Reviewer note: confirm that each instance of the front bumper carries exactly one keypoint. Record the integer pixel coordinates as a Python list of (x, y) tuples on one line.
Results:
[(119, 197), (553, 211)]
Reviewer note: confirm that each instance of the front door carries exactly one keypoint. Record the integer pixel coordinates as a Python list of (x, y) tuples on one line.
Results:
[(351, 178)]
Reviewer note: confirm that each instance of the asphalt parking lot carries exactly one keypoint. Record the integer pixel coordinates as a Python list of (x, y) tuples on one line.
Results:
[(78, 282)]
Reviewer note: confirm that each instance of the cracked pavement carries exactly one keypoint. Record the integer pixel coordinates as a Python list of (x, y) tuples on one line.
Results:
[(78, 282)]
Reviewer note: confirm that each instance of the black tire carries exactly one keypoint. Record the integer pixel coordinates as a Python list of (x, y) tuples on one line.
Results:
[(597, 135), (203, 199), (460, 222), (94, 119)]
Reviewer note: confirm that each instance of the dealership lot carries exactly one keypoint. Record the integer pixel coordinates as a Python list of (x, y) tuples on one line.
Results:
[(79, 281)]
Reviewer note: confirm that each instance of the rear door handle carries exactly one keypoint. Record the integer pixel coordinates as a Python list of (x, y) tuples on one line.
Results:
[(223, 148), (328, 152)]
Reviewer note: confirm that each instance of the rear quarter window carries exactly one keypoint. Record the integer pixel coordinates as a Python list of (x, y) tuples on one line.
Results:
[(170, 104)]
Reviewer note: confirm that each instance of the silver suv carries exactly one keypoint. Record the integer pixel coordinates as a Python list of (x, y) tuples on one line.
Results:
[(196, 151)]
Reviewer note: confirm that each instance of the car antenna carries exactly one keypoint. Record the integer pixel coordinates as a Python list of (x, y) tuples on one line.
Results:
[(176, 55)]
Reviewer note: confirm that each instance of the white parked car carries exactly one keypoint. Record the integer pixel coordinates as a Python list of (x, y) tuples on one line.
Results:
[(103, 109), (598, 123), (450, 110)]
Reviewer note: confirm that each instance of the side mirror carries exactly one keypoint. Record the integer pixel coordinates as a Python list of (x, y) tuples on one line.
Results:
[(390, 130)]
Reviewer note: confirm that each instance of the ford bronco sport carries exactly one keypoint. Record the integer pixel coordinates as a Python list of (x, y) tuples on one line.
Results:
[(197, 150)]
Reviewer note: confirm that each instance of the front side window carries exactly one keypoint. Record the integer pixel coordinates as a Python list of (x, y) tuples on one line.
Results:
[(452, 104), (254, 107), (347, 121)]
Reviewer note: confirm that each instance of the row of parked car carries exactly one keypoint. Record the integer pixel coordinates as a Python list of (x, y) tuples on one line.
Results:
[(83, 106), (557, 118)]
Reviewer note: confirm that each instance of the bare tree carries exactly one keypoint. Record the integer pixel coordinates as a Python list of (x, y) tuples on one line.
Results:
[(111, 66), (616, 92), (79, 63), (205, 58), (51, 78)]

▶ _Task to complete_
Would you restate the whole listing word for word?

▶ _Expected answer_
Reviewer note: confirm that each instance of the front bumper carries exactly one keypoint. Record the integer pixel coordinates as a Python list of (x, y) tuples on one line.
Results:
[(119, 197), (553, 211)]
Reviewer note: confirm that each instance of the front door carries exactly one keypoint. Record the integer pixel coordinates as a Python list of (x, y) tuples on one line.
Results:
[(351, 178)]
Reviewer note: confirm that each instance of the asphalt parking lot carries exactly one keypoint. Record the integer pixel coordinates as a Python list of (x, y) tuples on one line.
Results:
[(78, 282)]
Reviewer note: confirm that each instance of the cracked pavement carries exactly one keypoint. Record the integer pixel coordinates as a Python list of (x, y) tuples on one line.
Results:
[(78, 282)]
Reviewer note: confirm that each instance of the black tire carries exactly one keypoint. Record the integer pixel coordinates as a Python list of (x, y) tuples on one line.
Results:
[(597, 135), (203, 199), (460, 222), (94, 119)]
Reviewer note: confirm that each instance of the dealership lot carries exactly one keypoint. Record the integer pixel coordinates as a Python list of (x, y) tuples on one line.
Results:
[(79, 281)]
Reviewer note: confirm that each instance of the rear door handle carries exactly one keypoint. Record the integer pixel coordinates as a Python list of (x, y) tuples on one line.
Results:
[(223, 148), (328, 152)]
Reviewer note: confirm that each instance of the rear quarter window carries exactly one keypoint. Record the integer pixel coordinates as a Python list of (x, y) tuples on one line.
Results:
[(170, 104)]
Reviewer note: confirm that each instance of the silver suv carries exactly one keypoint. Record the integer pixel coordinates as a Python list of (x, y) tuples on one line.
Results:
[(196, 151)]
Reviewer note: confirm that each instance of the car antenna carries exactly one keypoint. Record the integer pixel coordinates as a Python list of (x, y) tuples on one line.
Results:
[(176, 55)]
Reviewer note: confirm that each instance of the white parked car carries exactly one keypoint. Record the integer pixel coordinates as a Python list of (x, y) tuples on one line.
Results:
[(103, 109), (598, 123), (450, 110)]
Reviewer note: confirm that each instance of the side mirror carries exactly one keypoint. Record the integer pixel coordinates as a Python list of (x, y) tuples on one line.
Results:
[(390, 130)]
Reviewer note: confirm that each instance of the ford bronco sport carries exactly one keypoint. Record the integer pixel coordinates as a Python list of (x, y) tuples on one line.
Results:
[(197, 150)]
Reviewer note: confirm that each instance of the front side window carries exactly one keypoint. Record the integer pixel coordinates as a Python list of (x, y) tuples on one line.
Results:
[(452, 104), (254, 107), (347, 121)]
Reviewer note: confirm that each instance of the row of parked car carries exactly one keypoint. Record the integer pixel coordinates as a Python list of (x, y) tuples on one line.
Results:
[(83, 106), (557, 118)]
Reviewer note: confirm that each instance of the bare tree carries exactly one keypoint. Record the integer pixel coordinates as a Python list of (x, y) tuples on one line.
Results:
[(111, 66), (616, 92), (79, 63), (205, 58), (51, 78)]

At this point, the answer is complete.